● What you will do: Return the records word for word. Any pictures in them are not part of the copy.

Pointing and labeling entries
════════════════

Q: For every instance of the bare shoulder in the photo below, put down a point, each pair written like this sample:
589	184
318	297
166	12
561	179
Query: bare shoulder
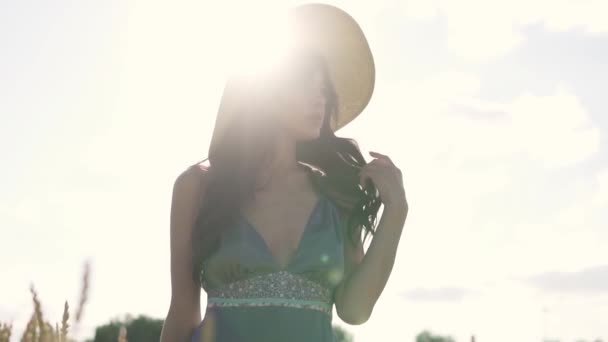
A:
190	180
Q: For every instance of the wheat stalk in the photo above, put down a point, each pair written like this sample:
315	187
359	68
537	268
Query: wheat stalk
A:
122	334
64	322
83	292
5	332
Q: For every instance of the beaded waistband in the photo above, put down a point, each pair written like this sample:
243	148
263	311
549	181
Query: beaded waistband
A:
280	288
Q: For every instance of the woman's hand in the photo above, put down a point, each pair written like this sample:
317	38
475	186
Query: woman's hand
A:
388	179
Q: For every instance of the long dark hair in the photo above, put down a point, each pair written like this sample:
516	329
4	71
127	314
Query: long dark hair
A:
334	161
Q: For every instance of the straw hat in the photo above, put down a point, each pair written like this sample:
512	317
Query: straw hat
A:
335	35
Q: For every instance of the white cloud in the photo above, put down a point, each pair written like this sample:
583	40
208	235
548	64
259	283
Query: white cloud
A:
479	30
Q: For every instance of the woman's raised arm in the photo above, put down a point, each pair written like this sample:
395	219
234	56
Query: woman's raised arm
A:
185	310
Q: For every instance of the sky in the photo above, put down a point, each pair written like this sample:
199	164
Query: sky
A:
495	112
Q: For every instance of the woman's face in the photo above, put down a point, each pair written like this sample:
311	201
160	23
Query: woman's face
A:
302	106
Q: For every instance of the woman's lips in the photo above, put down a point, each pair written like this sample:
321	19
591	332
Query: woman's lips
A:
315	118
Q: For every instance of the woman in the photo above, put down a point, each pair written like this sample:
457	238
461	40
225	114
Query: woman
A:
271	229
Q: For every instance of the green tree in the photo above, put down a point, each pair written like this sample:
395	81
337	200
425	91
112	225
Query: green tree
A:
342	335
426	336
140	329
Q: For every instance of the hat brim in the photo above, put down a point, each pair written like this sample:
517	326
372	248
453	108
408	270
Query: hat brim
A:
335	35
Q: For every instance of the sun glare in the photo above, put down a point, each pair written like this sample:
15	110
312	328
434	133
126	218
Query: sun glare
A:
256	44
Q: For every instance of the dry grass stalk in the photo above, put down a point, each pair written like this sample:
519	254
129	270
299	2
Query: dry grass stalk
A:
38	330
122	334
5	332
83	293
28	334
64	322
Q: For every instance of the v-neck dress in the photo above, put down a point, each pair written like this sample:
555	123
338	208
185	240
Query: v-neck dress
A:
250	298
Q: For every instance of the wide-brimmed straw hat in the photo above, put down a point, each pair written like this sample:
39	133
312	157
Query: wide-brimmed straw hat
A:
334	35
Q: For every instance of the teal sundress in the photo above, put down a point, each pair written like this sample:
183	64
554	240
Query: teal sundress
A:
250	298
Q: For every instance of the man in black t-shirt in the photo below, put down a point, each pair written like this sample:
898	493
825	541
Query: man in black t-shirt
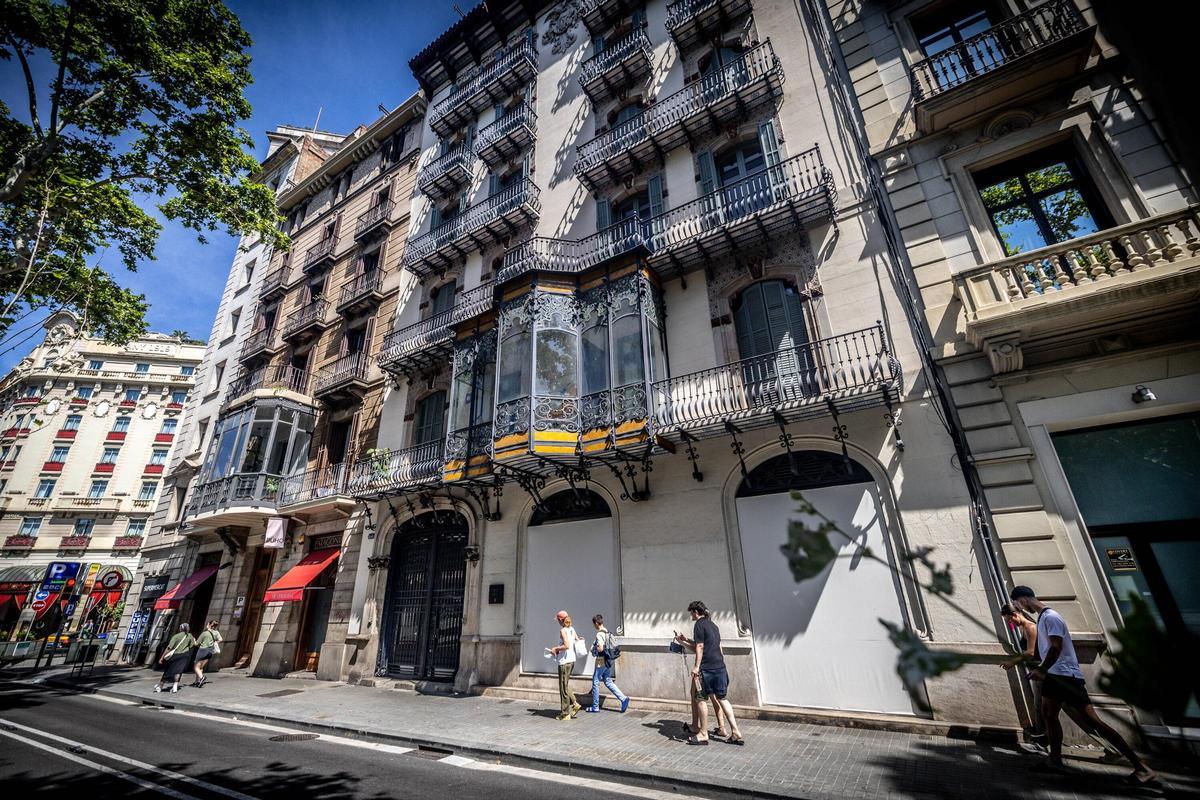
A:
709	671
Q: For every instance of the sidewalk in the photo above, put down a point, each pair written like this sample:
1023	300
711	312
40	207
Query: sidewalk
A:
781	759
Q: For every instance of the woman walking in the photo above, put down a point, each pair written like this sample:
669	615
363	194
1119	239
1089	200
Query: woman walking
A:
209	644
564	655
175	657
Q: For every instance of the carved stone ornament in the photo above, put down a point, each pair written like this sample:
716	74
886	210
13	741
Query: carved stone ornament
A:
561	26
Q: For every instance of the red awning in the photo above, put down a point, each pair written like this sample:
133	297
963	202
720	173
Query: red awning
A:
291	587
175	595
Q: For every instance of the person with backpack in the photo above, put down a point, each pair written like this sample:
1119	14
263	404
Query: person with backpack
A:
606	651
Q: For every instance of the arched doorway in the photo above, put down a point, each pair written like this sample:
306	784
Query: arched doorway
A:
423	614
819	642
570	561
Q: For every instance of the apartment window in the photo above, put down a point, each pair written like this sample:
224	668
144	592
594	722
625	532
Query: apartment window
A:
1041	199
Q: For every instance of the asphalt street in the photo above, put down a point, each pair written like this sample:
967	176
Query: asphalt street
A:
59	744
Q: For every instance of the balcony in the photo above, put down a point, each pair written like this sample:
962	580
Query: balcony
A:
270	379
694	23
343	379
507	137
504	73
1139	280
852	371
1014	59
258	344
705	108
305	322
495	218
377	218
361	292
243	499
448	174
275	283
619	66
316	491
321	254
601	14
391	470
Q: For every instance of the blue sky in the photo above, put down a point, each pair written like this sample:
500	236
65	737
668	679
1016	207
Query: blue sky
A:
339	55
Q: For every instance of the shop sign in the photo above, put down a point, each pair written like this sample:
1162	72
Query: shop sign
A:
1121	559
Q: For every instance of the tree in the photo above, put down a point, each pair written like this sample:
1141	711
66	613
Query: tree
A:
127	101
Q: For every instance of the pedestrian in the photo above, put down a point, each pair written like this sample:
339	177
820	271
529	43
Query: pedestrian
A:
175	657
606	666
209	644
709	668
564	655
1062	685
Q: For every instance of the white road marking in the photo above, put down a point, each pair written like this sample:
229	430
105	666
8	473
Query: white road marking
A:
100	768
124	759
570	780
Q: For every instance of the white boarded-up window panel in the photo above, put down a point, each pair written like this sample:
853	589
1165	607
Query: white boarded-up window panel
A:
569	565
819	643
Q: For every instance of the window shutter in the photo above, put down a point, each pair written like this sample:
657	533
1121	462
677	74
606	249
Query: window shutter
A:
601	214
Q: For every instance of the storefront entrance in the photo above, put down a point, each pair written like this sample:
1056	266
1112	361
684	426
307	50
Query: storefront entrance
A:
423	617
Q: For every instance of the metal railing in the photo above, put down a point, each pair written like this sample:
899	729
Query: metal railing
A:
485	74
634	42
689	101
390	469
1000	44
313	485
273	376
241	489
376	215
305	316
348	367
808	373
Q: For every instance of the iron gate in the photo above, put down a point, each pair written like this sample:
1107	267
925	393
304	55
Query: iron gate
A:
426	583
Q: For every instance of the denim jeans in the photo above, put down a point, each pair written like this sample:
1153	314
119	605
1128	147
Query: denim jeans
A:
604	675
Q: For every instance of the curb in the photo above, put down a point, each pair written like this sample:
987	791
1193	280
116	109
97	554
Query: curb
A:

════════════════

● In response:
Q: For every instance of the bare shoulder in the photo below, put down a point, each pair written like this sample:
589	184
318	297
166	12
561	179
Query: bare shoulder
A:
190	180
Q: For every instance of the wheat stalk in the photo above, put down a point, each pair written like this sample:
315	187
359	68
537	268
Query: wheat stalk
A:
122	334
64	322
83	292
5	332
Q: For every instance of the beaded waistband in the photo above, put down a point, each pair written like this sample:
243	148
263	311
549	181
Query: beaded waistband
A:
280	288
Q: For every instance of the woman's hand in the photo above, put down a point, each pair written like this sample:
317	38
475	186
Query: woman's hand
A:
388	179
Q: For every instance of the long dark hair in the photo above, put down a point, each pair written like this sample:
516	329
4	71
127	314
Query: long dark hair
A:
334	161
Q: For every instance of the straw hat in the photo above, put down a point, each pair written like this sample:
512	317
Query: straw hat
A:
335	35
Q: For every instance of the white cloud in the photo above, put down a point, each pair written like this sample:
583	40
208	235
548	64
259	283
Query: white cloud
A:
479	30
Q: For every instance of the woman's raised arm in the photo above, put down a point, each pair written like this sample:
395	219
234	56
Query: woman's raised arm
A:
185	310
Q: For every instance of the sky in the photo above, put down a point, each pair written like this sample:
199	164
Query: sky
A:
495	112
Q: For every instance of the woman's face in the photo above, put down a point, each pair written like this sample:
311	201
160	23
Query: woman's face
A:
302	106
Q: For every instance of the woman's lips in the photo above, put down a point, each pair written like this sample:
321	19
591	332
Query: woman's lips
A:
315	118
Q: For every instance of the woman in the photo above, put down a point, each pair written like this sample:
457	238
461	40
225	114
Query: woman
A:
271	229
Q: For every instance of the green tree in the photo above, put down a point, each pair written like this sample:
395	81
337	200
425	91
112	225
Query: green tree
A:
342	335
426	336
140	329
Q: For every instance of the hat brim in the photo above, put down a point, each pair written like this sample:
517	326
372	248
453	108
408	270
Query: hat brim
A:
335	35
Q: For every instance of the sun glare in the photo above, put down a point, each pair written like this sample:
15	110
312	328
434	133
126	218
Query: sun glare
A:
256	44
Q: For every instance of the dry grass stalk in the photo above, put down a point, each pair written like this sample:
519	254
129	270
299	2
Query: dry grass stalk
A:
38	330
122	334
5	332
83	293
28	334
64	322
Q: For every instance of the v-neck dress in the photo above, put down a point, each pair written like this sample:
555	123
338	208
185	240
Query: v-neck dress
A:
250	298
Q: For every instance of the wide-brimmed straw hat in the photo above, put down a point, each pair written like this sample:
39	133
312	157
Query: wide-brimmed straw hat
A:
334	35
Q: For every instance of the teal sundress in the photo above, put down a point, each pair written like this sample:
183	64
554	240
Query: teal sundress
A:
250	298
Q: For every instance of the man in black t-shirt in the photo below, put down a point, each pair written like this sample:
898	493
825	541
Query: man in black t-shirt
A:
709	671
Q: For every instance of the sidewalk in the photo above, put down a point, each pair written like this sample:
1023	300
711	312
40	207
Query: sidewalk
A:
781	759
Q: For every instance of the woman walking in the photo above, put down a point, each pair written like this sample:
669	615
363	194
1119	239
1089	200
Query: woman walking
A:
209	644
564	655
175	657
Q: For every instance of the carved stone ornament in the photo above, put down a point, each pair written like this sample:
716	74
886	210
13	741
Query: carved stone ornament
A:
561	26
Q: For every instance of the red awning in the photo above, put down a point, each pair written like this sample:
133	297
963	202
720	173
Query: red awning
A:
291	587
175	595
Q: For every instance of the person with backpack in the photo above, put down a point, each pair written like this sample:
1119	14
263	404
Query: person with backpack
A:
606	651
Q: For every instance of the arched doorway in the photo above, put down a point, each pair written like this sample:
306	784
Query: arched doorway
A:
423	614
819	642
570	561
Q: For every instance of the apartment window in the photo above, put down a point, each pair written like this sample:
224	668
144	592
594	722
625	532
Query: apartment window
A:
1041	199
Q: For every instance of the asphalt street in the photo above, put down a point, each pair written like this sample:
967	176
Query: asphalt street
A:
59	744
Q: For every instance of the balcony in the photo above, put down a point, each pair written like this sample:
962	580
Query: balcony
A:
270	379
694	23
343	379
507	137
504	73
1139	280
852	371
1014	59
258	344
705	108
305	322
495	218
377	218
361	292
243	499
448	174
275	283
619	66
316	491
321	254
601	14
391	470
Q: For every instance of the blue sky in the photo above, put down a point, each pair written like this sample:
500	236
65	737
668	679
1016	207
Query: blue sky
A:
339	55
Q: For every instance of the shop sign in the photo above, put down a point, each pair written like this sample:
1162	72
Query: shop sign
A:
1121	559
Q: For every instance of the tree in the photo above, put down a point, each pair written like this sample:
1141	711
66	613
Query: tree
A:
127	101
Q: For every instance of the pedestrian in the photo above, put down a point, each pair written like this sample:
339	177
820	271
529	43
Query: pedestrian
A:
175	657
606	666
209	644
709	668
564	655
1062	685
Q: For every instance of the white road marking in the photo above, put down a point, each pair written like this sample:
229	430
105	666
8	473
Query: white road marking
A:
100	768
124	759
570	780
Q: For every instance of the white boarded-up window panel in the photo above, put down a point, each pair written like this sample:
853	589
1165	607
Query: white boarded-up window panel
A:
569	565
819	643
Q: For every instance of the window shutter in the photo above, put down a point, each pair written like this sample:
657	533
1121	462
677	74
606	249
Query: window shutter
A:
601	214
Q: For every instance of the storefront entrance in the photo above, put down a point, each pair written like this sample:
1056	266
1112	361
684	426
307	50
Query: storefront entrance
A:
423	617
Q: For every instance of the metal railing in the photo above, put down a point, each pair written like this sample:
899	729
Query: metal railing
A:
485	74
634	42
689	101
390	469
1000	44
313	485
273	376
241	489
376	215
305	316
348	367
808	373
Q: For every instance of the iron gate in the photo above, put down a point, each pair written like this sample:
1107	267
925	393
304	55
Query: iron gate
A:
426	583
Q: For every instance of the denim jeans in the photo above, put down a point, each pair written like this sample:
1153	314
119	605
1128	147
Query: denim jeans
A:
604	675
Q: For every instance of the curb in the photo above, put down a point, each pair written like this sample:
987	791
1193	280
116	109
97	554
Query: curb
A:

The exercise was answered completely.